(Saved entries)
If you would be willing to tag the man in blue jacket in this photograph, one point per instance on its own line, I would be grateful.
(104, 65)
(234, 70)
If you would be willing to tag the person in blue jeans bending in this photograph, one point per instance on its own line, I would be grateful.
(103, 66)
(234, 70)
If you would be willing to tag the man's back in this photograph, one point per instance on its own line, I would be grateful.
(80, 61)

==

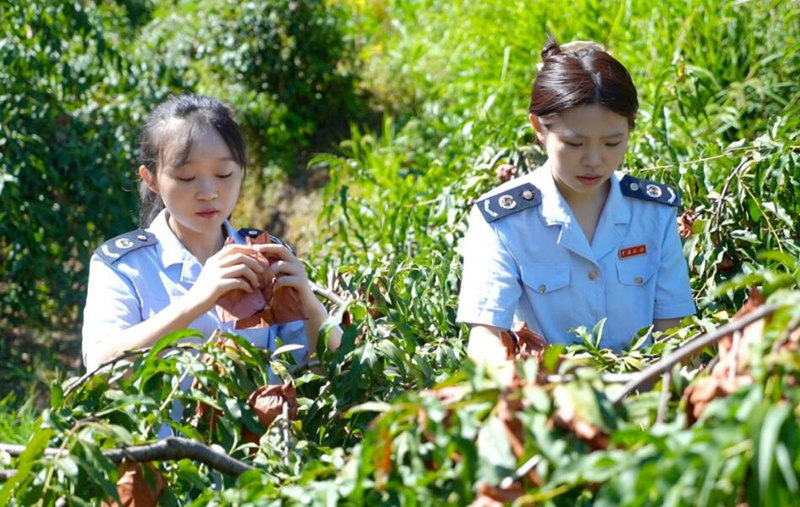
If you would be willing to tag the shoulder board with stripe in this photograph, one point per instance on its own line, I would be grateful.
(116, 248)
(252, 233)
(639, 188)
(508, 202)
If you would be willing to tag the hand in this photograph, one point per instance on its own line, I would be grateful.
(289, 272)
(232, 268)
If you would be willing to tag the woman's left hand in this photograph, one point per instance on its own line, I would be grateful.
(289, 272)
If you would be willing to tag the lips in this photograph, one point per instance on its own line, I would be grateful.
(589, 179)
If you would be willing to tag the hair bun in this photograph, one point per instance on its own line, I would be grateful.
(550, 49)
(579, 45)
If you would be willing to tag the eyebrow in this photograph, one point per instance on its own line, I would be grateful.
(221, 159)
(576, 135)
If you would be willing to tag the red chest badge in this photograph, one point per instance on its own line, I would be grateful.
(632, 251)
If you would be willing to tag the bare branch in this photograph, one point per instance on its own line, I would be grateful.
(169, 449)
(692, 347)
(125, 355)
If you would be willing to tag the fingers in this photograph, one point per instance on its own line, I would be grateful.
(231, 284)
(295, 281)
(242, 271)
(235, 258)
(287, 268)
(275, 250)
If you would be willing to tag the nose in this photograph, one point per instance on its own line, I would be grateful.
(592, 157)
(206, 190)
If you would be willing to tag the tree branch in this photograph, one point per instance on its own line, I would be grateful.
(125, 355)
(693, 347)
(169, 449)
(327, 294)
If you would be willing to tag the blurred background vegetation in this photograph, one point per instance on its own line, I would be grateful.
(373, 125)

* * *

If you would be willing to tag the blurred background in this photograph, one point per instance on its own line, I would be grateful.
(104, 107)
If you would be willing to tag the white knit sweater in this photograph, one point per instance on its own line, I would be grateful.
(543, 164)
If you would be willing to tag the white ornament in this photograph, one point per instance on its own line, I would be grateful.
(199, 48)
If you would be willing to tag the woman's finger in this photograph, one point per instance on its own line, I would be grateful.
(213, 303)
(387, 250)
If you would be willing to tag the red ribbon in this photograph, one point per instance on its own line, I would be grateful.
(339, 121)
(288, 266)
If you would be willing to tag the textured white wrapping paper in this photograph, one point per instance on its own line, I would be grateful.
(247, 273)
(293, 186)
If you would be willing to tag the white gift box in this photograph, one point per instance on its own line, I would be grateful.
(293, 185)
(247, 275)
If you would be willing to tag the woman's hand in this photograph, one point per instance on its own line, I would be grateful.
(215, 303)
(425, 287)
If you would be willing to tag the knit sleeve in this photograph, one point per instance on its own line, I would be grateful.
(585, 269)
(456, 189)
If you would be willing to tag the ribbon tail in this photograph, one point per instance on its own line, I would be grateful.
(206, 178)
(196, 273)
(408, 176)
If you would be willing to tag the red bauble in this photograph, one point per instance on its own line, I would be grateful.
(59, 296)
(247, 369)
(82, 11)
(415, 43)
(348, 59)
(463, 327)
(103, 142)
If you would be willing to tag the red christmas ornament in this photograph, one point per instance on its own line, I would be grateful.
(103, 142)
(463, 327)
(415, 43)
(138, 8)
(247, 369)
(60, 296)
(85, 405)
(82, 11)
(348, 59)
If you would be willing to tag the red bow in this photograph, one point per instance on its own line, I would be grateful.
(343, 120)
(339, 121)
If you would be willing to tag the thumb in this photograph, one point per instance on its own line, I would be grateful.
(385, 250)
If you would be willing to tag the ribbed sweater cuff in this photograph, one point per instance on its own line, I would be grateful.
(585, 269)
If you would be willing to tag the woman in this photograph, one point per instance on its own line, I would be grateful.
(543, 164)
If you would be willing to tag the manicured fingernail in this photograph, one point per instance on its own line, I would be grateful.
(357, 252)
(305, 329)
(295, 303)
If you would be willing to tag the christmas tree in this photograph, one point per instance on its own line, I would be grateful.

(Aim of the task): Using the entries above, give again exactly the lines from the line holding "If you would be willing to tag the manicured" through the line holding "If you would be willing to tag the christmas". Include both end lines and nothing else.

(Solved problem):
If you would be willing to tag the manicured fingernail in this photograph, one point per instance on its own line, I would be grateful.
(357, 252)
(305, 329)
(295, 303)
If you would be willing to tag the christmas tree in this photograph, one point per instance on its own line, I would be grateful.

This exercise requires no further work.